• [指示 1]
以下の、イラク情勢をめぐる国会質疑の本文にある「町村外相は質問に直接は答えず、治安維持の軍隊と施設防護隊の人数を答えた。」という一文を英語に訳せ。

• [本文]
===============
また、バグダッドの大使館やサマワ駐在の外務省職員の警備に、民間警備会社と契約し雇用している件で、その契約内容、金額、なぜサマワでの活動で雇用しているのかを質した。外務省中東アフリカ局長は、契約内容の詳細は支障があり言えないとしたが、金額については平成16年度で8億円弱と答えた。更に、イラクでのこうした会社に働く日本人の氏名・人数を把握するよう再発防止・未然防止の観点から要求した。
続いて質問に立った首藤議員は、イラクの治安状況を中心に質問。移行政権の成立以降の2週間で、400人の死亡者が出ていることを明らかにして、治安維持の責任者を尋ねた。町村外相は質問に直接は答えず、治安維持の軍隊と施設防護隊の人数を答えた。首藤議員は現在のアメリカ軍の人数も質問。大野防衛庁長官は「5月11日現在で13万8000人」と答えたものの、実数かどうかは分からないとした。
===============
• [指示 2]
下の一覧で「positive」という文字列を含む行はいくつあるか、数だけを答えよ。大文字と小文字は区別する。

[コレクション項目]
===============
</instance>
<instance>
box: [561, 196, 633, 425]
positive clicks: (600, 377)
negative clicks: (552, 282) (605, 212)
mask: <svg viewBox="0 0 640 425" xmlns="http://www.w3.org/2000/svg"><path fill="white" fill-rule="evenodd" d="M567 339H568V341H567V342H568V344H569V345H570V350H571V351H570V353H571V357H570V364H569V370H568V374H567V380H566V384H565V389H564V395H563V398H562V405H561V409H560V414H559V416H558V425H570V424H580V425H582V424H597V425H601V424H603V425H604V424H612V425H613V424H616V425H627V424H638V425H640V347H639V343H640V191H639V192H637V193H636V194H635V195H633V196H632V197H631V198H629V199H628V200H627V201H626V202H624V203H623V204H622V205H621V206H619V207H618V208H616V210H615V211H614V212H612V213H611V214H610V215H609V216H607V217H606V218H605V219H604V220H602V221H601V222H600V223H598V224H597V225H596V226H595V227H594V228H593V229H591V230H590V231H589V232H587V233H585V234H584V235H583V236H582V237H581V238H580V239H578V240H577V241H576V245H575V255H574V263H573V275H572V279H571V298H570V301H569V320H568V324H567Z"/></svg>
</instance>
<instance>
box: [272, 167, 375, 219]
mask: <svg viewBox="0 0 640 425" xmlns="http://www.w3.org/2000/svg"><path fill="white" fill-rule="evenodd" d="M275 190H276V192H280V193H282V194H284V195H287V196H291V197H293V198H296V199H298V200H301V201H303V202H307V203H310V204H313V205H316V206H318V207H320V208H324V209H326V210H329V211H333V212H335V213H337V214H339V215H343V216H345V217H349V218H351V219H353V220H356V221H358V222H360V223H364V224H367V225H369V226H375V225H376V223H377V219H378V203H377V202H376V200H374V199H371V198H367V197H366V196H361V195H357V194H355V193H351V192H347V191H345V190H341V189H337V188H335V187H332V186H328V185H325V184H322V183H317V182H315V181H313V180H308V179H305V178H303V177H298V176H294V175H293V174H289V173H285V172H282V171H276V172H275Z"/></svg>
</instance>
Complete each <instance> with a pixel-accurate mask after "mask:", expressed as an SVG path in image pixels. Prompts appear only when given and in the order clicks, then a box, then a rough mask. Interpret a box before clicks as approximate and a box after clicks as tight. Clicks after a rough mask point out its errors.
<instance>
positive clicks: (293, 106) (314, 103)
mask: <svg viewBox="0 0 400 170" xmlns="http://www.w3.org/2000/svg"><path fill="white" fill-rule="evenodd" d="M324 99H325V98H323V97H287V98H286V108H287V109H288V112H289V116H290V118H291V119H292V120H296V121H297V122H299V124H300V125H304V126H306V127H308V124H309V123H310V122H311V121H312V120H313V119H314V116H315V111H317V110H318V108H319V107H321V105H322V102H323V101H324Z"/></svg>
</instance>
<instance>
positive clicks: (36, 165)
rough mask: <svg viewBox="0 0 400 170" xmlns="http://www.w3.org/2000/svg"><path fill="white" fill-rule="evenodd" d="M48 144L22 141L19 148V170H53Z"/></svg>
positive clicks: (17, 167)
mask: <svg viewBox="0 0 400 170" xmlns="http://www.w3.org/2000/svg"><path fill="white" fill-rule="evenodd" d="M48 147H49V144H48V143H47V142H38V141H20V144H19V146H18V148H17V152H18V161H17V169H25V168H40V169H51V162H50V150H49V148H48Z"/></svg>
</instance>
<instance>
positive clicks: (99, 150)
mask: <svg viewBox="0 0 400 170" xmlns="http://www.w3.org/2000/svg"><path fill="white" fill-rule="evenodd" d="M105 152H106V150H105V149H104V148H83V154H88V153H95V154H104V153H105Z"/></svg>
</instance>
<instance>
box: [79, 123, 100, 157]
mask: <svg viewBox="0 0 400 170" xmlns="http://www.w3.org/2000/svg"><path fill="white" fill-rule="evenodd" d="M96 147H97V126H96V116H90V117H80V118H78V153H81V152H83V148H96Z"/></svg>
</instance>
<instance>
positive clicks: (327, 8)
===============
• [期待される出力 1]
Foreign Minister Machimura did not answer the question directly, but instead gave the numbers of the troops maintaining security and of the facility protection units.

• [期待される出力 2]
6